-- RECORDS PROVIDED follows --

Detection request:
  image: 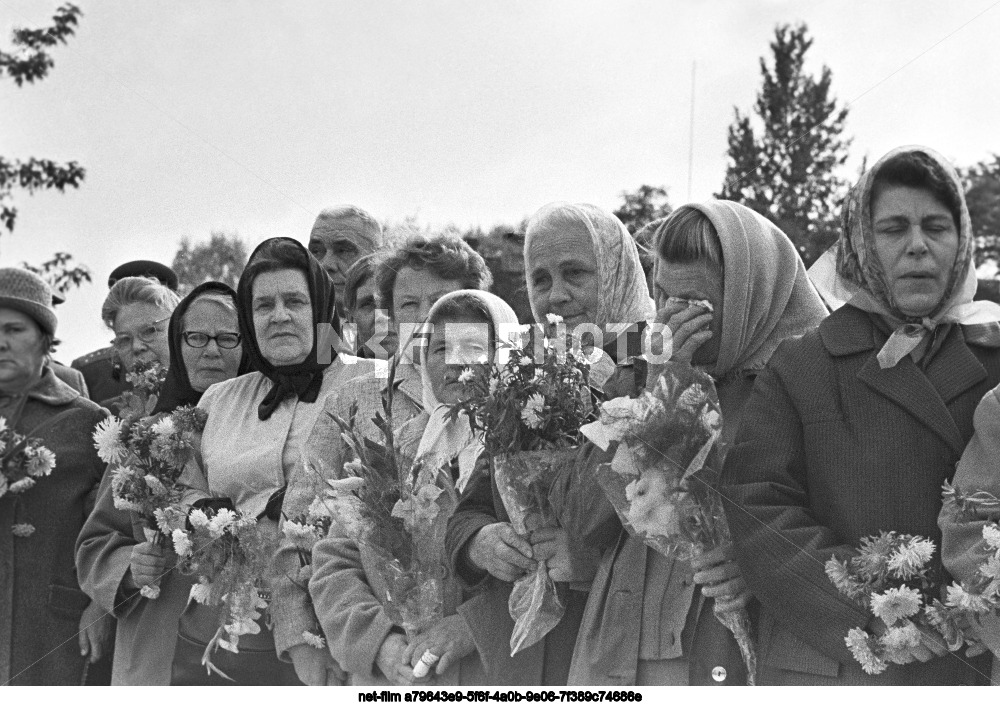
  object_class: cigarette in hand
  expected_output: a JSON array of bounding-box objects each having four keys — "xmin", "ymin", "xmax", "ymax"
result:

-- RECORDS PROVIDED concluded --

# YOUR OBJECTIVE
Write out each line exactly, beginning at the one with "object_class: cigarette in hand" and ending at the final line of the records above, with nothing added.

# SOLUTION FOR THIS TASK
  object_class: cigarette in hand
  expected_output: a JSON array of bounding-box objects each having four keys — "xmin", "ymin", "xmax", "ymax"
result:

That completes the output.